--- start Supplied passage ---
Every now and then a book falls through your letterbox that reaffirms your love for the genre. Sadly these books don't come along quite as often as I would like. So when Ken Goldman's freshman publication with Horrific Tales came into my possession I was slightly apprehensive, could a relatively new publisher keep their track record for producing quality books?
Of A Feather, is one of those horror stories that just seems to work better set in the USA, this is a small town horror with a small cast of characters, not quite a coming of age tale so beloved of our American friends, but with just the right amount of teenage angst to dip a toe into that sub genre.
Socrates has just graduated from High School, ignored by the majority his classmates, and even bullied by some of them, the future isn't looking to bright for him. However thanks to his love for birds, and his infatuation for the cute girl who works in the local Bird Shop, Socrates summer might just brighten up.
We all know that this isn't going to be the case, otherwise I wouldn't be reviewing this book here. So when you throw in a sick and twisted bully, a bully who has a heart of gold, a shy Socrates whose affinity for our avian friends goes further than you can imagine, and a healthy dose of ancient Native Indian folklore, you just know this book is going to be one hell of a read.
What makes this book so special is the way in which it straddles two generations of horror writing, while still maintaining its own voice, and more importantly being fresh. While reading this book I was reminded of a time when Graham Masterton ruled the shelves. Of A Feather shares many of the elements that made Masterton's horror novels so brilliant in the 1980's. A small cast, in a small town battling and ancient evil, to many, this may sound like old hat, but to me this is horror heaven.
--- end Supplied passage ---
Goal: According to the book review, which writer's horror novels from the 1980s does Of A Feather resemble?
--- start Data shown ---
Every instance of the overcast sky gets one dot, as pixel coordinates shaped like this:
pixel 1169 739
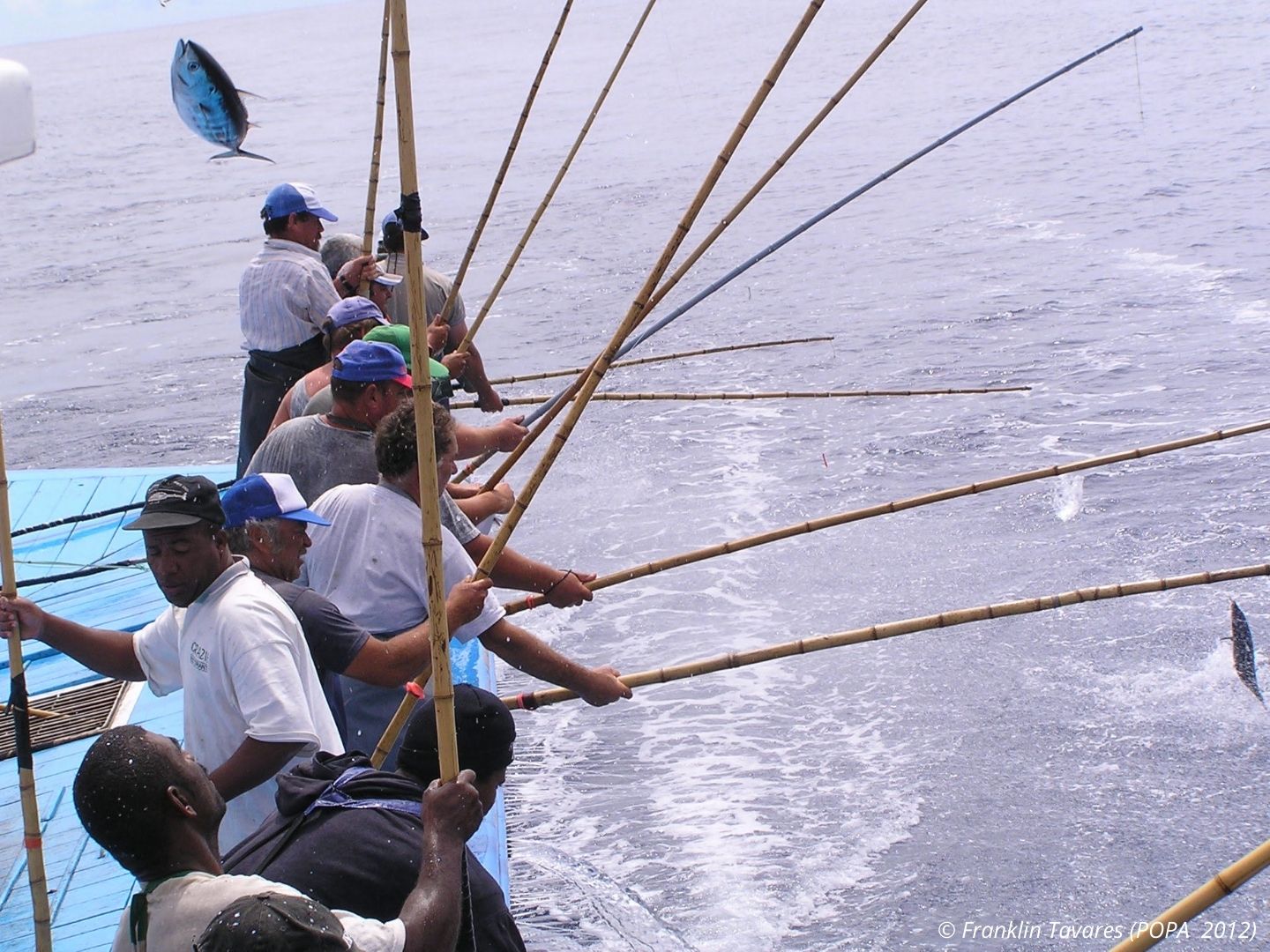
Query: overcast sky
pixel 34 20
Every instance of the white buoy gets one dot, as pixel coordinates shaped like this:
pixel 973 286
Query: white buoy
pixel 17 112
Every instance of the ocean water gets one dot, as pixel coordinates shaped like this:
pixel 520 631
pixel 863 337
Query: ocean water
pixel 1104 242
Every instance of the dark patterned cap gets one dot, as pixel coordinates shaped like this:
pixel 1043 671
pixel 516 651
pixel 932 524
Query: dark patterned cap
pixel 179 501
pixel 273 922
pixel 484 727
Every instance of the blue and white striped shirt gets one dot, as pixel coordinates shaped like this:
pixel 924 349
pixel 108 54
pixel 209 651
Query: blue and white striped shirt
pixel 283 296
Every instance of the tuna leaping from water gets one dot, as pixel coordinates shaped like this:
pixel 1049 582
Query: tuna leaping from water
pixel 207 101
pixel 1241 646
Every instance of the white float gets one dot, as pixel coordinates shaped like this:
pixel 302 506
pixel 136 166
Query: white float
pixel 17 112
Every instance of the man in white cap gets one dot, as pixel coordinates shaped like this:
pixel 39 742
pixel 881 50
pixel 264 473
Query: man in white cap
pixel 283 297
pixel 267 521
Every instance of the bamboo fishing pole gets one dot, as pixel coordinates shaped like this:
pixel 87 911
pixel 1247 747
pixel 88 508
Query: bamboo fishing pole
pixel 660 358
pixel 32 836
pixel 447 309
pixel 661 323
pixel 889 629
pixel 1168 923
pixel 376 146
pixel 898 505
pixel 767 395
pixel 430 496
pixel 695 256
pixel 551 190
pixel 637 310
pixel 556 407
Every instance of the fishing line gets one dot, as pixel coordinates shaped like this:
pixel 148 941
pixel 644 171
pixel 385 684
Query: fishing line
pixel 1137 69
pixel 837 206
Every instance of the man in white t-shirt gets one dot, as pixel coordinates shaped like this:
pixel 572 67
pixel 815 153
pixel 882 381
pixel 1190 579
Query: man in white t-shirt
pixel 253 703
pixel 156 811
pixel 371 564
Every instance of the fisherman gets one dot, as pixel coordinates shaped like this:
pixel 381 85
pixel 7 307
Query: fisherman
pixel 378 525
pixel 283 297
pixel 469 368
pixel 369 822
pixel 265 521
pixel 503 435
pixel 156 811
pixel 253 701
pixel 338 250
pixel 369 381
pixel 349 320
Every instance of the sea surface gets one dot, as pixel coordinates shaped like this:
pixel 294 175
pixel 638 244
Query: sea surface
pixel 1104 242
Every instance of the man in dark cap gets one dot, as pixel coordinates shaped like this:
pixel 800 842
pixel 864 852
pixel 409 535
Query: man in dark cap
pixel 273 922
pixel 253 701
pixel 153 809
pixel 366 824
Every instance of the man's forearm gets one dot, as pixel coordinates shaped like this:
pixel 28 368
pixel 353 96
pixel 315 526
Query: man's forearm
pixel 432 911
pixel 106 651
pixel 513 570
pixel 534 657
pixel 251 764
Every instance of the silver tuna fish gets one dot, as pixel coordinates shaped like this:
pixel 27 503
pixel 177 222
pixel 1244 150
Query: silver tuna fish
pixel 207 101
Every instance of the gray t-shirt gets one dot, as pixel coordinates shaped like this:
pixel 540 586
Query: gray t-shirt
pixel 436 287
pixel 319 457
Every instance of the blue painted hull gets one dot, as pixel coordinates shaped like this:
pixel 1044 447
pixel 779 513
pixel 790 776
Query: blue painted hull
pixel 88 890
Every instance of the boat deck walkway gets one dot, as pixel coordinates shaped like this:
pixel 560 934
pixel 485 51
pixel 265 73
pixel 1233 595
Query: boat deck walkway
pixel 88 889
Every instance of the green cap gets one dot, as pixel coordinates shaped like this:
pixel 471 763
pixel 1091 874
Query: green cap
pixel 399 337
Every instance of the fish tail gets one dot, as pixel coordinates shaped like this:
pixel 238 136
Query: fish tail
pixel 243 153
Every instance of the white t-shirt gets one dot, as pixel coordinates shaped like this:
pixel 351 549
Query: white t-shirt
pixel 179 909
pixel 285 296
pixel 242 658
pixel 370 562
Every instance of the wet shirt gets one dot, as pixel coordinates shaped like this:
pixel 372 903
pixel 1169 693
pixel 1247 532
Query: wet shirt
pixel 242 659
pixel 319 457
pixel 436 287
pixel 285 296
pixel 333 640
pixel 181 908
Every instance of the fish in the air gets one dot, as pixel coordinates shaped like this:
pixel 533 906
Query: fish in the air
pixel 1241 646
pixel 207 101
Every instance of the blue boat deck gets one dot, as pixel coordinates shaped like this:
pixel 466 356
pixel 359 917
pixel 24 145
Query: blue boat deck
pixel 88 889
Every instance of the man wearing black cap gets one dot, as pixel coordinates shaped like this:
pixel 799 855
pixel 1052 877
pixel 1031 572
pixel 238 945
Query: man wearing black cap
pixel 153 809
pixel 253 703
pixel 367 824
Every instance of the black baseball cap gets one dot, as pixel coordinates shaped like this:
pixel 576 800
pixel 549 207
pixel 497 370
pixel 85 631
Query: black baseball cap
pixel 179 501
pixel 484 727
pixel 273 922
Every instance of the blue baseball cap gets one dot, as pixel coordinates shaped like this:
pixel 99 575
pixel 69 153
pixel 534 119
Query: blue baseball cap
pixel 367 362
pixel 351 310
pixel 265 495
pixel 392 219
pixel 292 197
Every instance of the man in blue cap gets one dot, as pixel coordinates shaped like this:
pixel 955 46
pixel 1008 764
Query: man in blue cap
pixel 251 698
pixel 267 521
pixel 367 383
pixel 283 297
pixel 349 320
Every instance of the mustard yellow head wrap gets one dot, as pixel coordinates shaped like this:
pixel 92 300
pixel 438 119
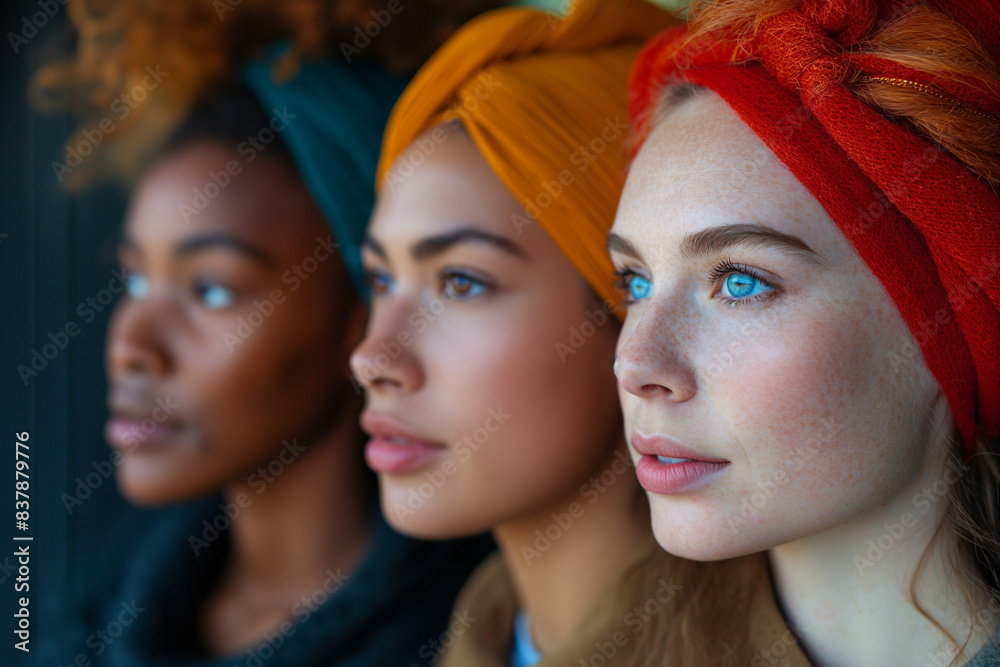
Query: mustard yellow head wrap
pixel 544 98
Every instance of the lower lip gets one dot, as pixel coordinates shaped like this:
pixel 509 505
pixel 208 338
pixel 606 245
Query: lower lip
pixel 128 435
pixel 395 458
pixel 671 478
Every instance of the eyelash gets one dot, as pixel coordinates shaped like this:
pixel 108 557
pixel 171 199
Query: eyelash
pixel 728 267
pixel 717 274
pixel 623 280
pixel 450 273
pixel 447 274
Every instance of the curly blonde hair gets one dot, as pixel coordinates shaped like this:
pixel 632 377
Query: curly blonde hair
pixel 140 65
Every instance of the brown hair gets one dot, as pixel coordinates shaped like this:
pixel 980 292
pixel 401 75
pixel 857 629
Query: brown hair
pixel 197 46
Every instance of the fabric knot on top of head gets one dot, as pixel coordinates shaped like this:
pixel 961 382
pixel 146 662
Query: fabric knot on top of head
pixel 801 56
pixel 807 48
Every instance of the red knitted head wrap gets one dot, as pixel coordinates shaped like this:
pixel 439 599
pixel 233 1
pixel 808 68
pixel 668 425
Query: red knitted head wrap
pixel 926 226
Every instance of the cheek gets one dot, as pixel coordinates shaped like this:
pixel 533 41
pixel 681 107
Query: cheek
pixel 809 391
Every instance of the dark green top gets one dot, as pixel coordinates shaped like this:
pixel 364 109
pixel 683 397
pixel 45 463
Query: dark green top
pixel 391 611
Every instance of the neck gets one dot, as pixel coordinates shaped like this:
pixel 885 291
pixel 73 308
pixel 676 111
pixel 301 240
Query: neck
pixel 563 557
pixel 847 591
pixel 305 514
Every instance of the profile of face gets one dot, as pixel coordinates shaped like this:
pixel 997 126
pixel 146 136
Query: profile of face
pixel 477 416
pixel 232 340
pixel 762 403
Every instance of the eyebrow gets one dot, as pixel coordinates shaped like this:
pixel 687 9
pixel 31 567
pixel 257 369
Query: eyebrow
pixel 435 245
pixel 205 242
pixel 624 246
pixel 717 239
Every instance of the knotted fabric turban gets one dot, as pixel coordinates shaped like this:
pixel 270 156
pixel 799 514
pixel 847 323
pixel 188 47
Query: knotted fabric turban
pixel 926 226
pixel 336 115
pixel 544 98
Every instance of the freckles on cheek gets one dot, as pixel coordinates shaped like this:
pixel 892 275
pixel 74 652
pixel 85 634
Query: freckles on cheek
pixel 787 384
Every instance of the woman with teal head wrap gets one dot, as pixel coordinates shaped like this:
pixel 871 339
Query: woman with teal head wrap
pixel 231 401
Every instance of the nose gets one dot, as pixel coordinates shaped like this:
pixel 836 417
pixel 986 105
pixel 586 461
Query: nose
pixel 135 342
pixel 385 360
pixel 651 362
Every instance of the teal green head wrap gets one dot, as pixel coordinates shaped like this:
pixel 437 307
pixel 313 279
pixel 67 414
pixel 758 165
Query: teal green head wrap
pixel 335 114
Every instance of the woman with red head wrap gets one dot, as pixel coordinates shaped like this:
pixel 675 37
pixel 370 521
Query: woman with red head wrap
pixel 809 239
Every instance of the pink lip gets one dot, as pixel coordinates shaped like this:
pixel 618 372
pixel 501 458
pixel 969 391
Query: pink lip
pixel 672 478
pixel 394 449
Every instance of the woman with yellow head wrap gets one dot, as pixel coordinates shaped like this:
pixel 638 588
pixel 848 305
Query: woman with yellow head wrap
pixel 487 361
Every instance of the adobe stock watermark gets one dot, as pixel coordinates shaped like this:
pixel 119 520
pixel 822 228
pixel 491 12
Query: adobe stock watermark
pixel 259 481
pixel 99 641
pixel 579 335
pixel 563 522
pixel 605 652
pixel 120 109
pixel 31 25
pixel 248 150
pixel 418 322
pixel 87 310
pixel 262 309
pixel 463 450
pixel 105 468
pixel 921 504
pixel 766 489
pixel 272 641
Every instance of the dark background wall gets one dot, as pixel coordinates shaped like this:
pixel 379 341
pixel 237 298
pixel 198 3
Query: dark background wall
pixel 56 251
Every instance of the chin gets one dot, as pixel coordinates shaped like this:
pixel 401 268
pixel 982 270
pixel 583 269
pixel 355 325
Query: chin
pixel 702 537
pixel 430 520
pixel 152 491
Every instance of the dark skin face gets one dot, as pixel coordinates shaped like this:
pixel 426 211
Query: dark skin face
pixel 199 401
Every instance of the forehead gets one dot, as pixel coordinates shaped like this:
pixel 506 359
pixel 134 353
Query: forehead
pixel 438 185
pixel 702 166
pixel 207 187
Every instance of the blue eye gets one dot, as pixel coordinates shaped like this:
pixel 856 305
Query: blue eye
pixel 635 286
pixel 136 285
pixel 743 285
pixel 378 282
pixel 215 296
pixel 638 287
pixel 461 286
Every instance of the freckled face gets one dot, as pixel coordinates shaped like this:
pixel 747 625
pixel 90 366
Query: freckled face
pixel 477 418
pixel 209 370
pixel 758 341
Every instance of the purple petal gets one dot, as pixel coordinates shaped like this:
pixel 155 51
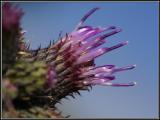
--- end Data shown ---
Worked solution: Graham Masterton